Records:
■ ■ ■ ■ ■

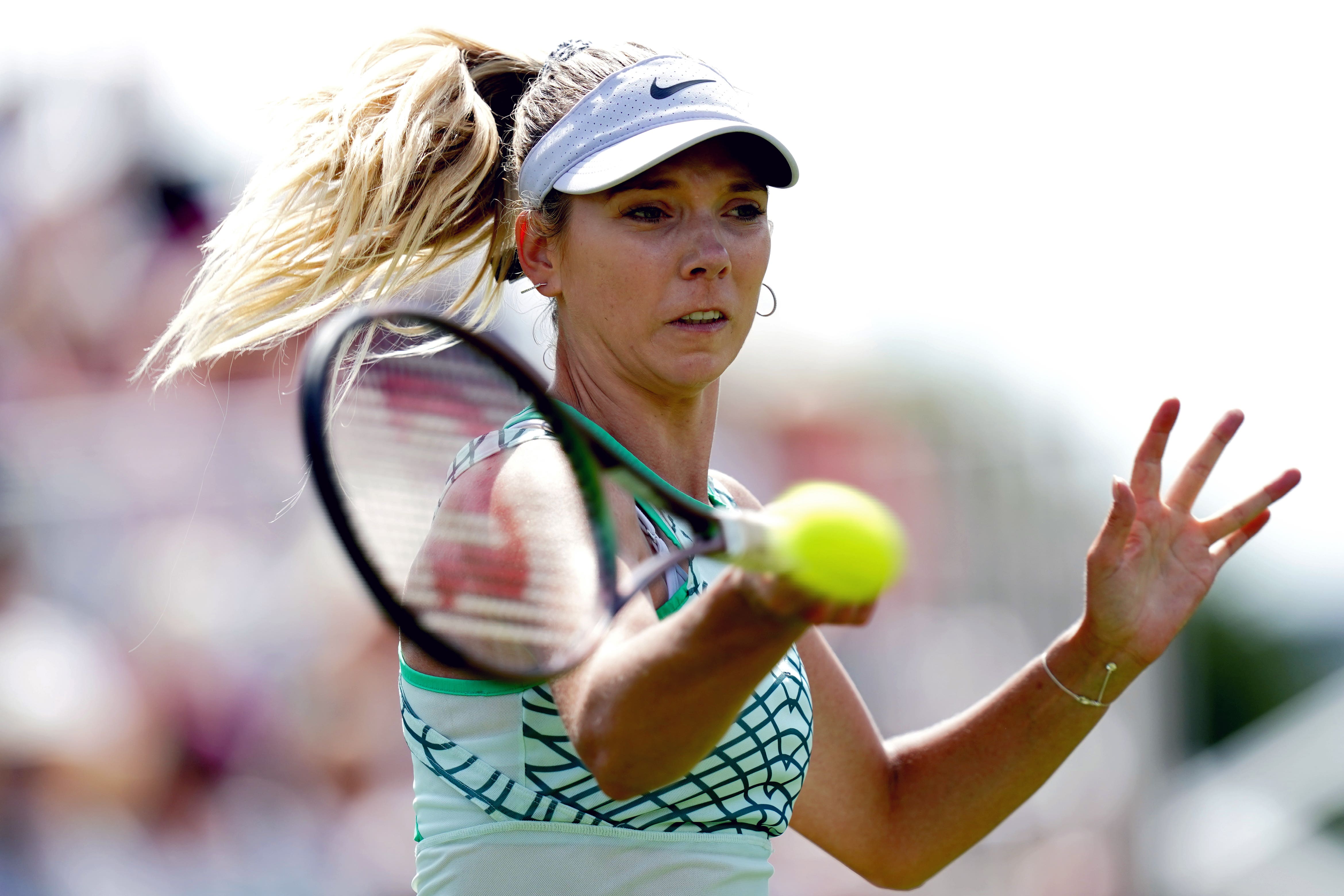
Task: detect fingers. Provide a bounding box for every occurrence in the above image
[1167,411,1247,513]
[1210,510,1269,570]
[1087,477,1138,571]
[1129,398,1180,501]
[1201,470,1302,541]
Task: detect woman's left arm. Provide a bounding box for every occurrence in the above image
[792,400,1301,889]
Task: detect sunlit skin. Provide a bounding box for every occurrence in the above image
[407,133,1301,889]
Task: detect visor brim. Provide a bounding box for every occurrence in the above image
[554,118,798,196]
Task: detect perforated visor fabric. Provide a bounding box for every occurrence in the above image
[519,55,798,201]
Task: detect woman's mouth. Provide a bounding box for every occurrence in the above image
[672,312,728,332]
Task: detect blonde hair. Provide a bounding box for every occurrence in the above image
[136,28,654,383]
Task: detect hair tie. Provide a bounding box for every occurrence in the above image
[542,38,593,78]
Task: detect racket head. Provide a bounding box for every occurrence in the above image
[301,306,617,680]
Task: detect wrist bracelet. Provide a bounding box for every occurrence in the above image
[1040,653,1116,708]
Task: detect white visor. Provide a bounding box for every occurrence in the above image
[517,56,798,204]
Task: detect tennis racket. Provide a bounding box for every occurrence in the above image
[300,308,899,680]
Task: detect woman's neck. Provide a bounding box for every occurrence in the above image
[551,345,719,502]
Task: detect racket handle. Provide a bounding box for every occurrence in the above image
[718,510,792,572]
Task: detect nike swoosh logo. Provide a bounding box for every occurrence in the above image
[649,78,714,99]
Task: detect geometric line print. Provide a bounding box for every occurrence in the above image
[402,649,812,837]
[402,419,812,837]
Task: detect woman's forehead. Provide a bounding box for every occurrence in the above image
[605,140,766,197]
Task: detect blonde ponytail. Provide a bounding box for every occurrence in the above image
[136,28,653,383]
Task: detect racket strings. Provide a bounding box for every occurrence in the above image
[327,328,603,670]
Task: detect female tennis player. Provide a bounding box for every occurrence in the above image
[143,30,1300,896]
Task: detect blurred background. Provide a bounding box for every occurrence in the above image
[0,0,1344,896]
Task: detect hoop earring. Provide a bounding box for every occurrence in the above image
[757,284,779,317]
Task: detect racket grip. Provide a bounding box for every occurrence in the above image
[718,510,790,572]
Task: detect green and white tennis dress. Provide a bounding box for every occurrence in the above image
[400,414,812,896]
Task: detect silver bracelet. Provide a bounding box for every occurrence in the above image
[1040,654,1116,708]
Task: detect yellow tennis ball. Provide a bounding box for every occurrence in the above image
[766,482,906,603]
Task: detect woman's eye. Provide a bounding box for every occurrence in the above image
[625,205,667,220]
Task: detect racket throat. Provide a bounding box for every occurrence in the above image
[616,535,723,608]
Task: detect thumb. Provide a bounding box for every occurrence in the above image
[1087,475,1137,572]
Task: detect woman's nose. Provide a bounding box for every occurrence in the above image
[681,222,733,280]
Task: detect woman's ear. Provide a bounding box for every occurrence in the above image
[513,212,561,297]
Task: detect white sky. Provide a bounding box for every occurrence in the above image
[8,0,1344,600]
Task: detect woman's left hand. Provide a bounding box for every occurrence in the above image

■ ■ ■ ■ ■

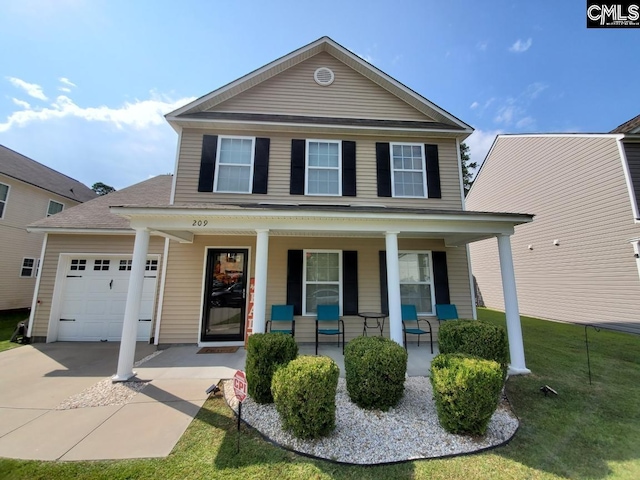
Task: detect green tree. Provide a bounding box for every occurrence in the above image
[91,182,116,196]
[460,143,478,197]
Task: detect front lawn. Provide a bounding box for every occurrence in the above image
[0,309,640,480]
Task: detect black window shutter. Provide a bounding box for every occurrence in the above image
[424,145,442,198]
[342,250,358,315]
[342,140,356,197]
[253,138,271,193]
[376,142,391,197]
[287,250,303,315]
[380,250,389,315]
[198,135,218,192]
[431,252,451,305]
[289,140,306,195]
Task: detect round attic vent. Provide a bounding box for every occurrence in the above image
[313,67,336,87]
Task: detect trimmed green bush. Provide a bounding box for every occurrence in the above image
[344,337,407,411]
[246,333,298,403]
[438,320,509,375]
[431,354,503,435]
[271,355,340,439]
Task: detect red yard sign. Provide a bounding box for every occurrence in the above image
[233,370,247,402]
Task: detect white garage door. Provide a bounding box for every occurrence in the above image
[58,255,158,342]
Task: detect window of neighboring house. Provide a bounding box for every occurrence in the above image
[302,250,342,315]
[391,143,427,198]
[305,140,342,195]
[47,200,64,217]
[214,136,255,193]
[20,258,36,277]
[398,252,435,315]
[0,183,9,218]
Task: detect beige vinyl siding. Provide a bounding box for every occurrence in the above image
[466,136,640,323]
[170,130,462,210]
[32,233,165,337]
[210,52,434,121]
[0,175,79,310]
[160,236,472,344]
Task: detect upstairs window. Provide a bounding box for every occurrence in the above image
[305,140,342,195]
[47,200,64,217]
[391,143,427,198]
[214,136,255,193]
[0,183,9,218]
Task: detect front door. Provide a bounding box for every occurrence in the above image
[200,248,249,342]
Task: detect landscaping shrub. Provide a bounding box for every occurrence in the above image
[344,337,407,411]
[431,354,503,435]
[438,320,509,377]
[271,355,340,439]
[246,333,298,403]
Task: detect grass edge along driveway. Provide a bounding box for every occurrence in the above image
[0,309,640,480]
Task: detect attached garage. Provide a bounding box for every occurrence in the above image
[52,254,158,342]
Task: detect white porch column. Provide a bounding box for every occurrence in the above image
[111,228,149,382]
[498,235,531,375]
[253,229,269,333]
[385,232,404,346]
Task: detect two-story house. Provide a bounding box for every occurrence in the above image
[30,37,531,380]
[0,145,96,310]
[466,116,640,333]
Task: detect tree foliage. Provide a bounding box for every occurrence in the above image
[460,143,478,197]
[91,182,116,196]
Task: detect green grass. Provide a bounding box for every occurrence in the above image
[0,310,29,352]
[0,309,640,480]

■ ■ ■ ■ ■

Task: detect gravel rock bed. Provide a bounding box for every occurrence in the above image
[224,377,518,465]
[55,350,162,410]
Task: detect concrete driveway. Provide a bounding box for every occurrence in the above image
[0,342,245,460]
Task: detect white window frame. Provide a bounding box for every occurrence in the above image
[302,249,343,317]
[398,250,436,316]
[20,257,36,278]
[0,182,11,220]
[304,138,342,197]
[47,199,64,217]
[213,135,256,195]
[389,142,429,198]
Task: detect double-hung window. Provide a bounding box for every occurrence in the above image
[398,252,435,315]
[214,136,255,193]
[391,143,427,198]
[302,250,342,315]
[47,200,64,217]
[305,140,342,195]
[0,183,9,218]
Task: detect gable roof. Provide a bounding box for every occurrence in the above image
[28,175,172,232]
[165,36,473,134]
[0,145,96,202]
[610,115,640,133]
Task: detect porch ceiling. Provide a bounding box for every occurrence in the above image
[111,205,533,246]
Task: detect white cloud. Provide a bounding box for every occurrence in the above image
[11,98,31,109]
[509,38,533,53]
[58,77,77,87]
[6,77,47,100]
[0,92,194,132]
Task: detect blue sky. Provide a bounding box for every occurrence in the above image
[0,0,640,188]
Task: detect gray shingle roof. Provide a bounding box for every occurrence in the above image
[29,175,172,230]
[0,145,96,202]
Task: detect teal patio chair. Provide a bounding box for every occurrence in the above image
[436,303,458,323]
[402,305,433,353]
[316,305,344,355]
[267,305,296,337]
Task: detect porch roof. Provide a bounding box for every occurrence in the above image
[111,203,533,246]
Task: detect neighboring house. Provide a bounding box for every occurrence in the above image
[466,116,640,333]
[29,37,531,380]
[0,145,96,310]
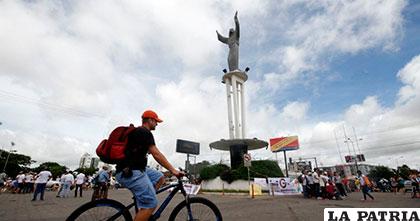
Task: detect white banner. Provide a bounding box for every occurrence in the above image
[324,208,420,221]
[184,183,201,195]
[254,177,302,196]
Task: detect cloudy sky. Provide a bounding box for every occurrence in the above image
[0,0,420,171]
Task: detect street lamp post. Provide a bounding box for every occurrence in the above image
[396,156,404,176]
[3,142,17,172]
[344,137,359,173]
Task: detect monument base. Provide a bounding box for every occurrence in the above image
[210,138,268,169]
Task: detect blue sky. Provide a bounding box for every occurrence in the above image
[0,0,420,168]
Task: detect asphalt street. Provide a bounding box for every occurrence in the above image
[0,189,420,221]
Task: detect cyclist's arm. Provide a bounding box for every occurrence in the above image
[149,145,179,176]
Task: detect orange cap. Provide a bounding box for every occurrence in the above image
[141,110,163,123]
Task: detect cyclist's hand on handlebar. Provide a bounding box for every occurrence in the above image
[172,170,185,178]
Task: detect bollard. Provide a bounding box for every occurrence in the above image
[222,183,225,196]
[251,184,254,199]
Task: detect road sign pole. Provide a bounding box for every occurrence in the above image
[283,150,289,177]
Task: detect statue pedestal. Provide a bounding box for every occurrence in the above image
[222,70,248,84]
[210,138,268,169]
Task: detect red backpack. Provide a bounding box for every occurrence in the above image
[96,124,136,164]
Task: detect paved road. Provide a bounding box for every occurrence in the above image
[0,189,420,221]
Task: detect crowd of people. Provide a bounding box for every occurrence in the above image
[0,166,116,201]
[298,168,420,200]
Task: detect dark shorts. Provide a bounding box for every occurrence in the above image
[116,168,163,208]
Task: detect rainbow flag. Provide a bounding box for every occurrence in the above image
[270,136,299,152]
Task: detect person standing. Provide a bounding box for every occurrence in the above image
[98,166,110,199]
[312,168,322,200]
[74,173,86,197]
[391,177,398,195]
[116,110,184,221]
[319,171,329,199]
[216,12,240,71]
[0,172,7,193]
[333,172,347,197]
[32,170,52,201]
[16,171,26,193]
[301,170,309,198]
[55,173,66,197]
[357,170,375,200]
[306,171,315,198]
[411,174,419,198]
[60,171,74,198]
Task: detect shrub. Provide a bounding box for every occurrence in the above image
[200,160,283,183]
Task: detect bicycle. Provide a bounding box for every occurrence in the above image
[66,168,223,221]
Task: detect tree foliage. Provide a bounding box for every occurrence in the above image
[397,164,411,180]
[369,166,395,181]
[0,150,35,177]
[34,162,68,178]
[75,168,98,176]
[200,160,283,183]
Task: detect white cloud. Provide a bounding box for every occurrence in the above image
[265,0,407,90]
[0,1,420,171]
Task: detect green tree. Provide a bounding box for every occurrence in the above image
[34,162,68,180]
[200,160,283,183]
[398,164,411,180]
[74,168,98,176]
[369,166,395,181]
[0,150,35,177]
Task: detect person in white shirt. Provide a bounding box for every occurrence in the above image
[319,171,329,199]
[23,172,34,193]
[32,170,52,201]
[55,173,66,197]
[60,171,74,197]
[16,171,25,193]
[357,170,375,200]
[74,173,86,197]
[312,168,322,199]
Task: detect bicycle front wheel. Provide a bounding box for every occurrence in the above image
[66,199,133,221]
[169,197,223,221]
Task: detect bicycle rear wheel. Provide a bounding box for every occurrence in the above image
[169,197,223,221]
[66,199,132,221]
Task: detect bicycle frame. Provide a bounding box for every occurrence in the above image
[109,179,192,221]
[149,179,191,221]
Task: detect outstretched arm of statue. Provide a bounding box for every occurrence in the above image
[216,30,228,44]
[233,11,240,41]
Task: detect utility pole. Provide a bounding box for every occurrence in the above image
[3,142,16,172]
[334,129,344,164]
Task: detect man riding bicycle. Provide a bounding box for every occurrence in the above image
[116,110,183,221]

■ ■ ■ ■ ■

### [Task requirements]
Please write out the rows again in the stretch from the line containing "Task: detect woman's nose." through the line containing "[8,0,1344,600]", renaming "woman's" to "person's". Change nothing else in those lines.

### [Problem solution]
Task: detect person's nose. Provide a bounding box for every occurrence in the above image
[681,222,733,280]
Task: detect person's ear. Provide a bounding box for every occurrence in the above image
[513,212,561,297]
Task: detect white sky. Provide a bounding box for every occurrence in the above image
[8,0,1344,600]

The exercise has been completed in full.